BEGIN DATA RECORDS

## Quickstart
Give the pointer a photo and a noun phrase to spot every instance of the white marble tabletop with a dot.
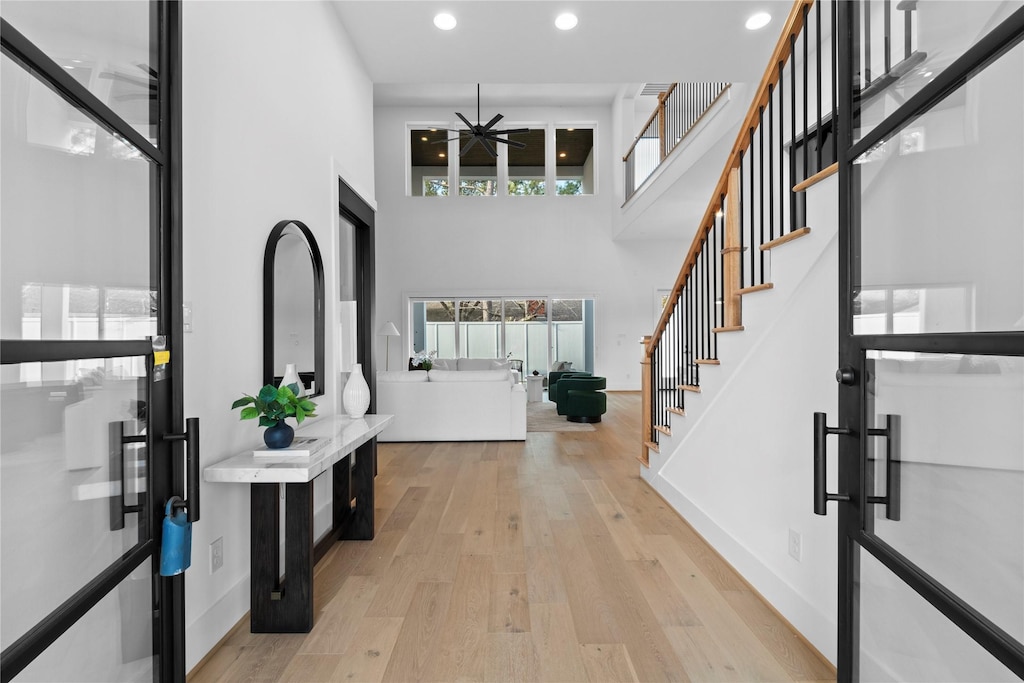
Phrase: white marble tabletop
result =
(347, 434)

END DATA RECORDS
BEGIN DATA RECORDS

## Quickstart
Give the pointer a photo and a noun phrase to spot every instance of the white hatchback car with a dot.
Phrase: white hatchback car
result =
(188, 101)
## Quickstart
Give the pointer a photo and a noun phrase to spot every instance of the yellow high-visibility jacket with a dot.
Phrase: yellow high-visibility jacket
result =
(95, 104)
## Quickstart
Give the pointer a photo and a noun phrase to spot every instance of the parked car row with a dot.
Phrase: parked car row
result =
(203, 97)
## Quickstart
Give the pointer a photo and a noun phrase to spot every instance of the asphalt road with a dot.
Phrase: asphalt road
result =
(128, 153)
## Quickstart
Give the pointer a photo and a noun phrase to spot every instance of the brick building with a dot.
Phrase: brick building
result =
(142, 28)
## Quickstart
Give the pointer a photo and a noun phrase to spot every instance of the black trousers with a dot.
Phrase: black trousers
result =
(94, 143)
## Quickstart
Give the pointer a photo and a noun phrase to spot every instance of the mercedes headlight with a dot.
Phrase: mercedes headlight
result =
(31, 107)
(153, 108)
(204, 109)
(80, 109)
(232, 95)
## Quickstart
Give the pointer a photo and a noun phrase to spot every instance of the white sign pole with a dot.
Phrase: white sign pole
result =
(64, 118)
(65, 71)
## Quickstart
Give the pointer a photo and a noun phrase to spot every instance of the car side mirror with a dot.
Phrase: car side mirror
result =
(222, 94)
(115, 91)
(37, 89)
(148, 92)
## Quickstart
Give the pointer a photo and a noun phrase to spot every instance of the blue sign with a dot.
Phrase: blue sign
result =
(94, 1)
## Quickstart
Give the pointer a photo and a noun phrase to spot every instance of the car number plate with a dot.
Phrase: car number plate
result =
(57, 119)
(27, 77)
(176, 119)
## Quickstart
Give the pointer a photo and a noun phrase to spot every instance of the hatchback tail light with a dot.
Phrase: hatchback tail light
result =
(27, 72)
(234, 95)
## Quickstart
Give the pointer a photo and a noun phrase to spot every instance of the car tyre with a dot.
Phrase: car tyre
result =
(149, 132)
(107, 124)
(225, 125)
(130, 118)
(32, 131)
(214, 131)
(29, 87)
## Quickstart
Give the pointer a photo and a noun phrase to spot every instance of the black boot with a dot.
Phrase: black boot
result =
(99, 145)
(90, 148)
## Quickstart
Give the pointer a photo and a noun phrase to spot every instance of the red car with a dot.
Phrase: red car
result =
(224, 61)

END DATA RECORDS

BRIEF → The lines you return should be those above that contain the word "pole", every one of them.

FINAL ANSWER →
Give the pointer a photo and a noun phrase to spot every instance of the white sign pole with a dot.
Phrase: white sign pole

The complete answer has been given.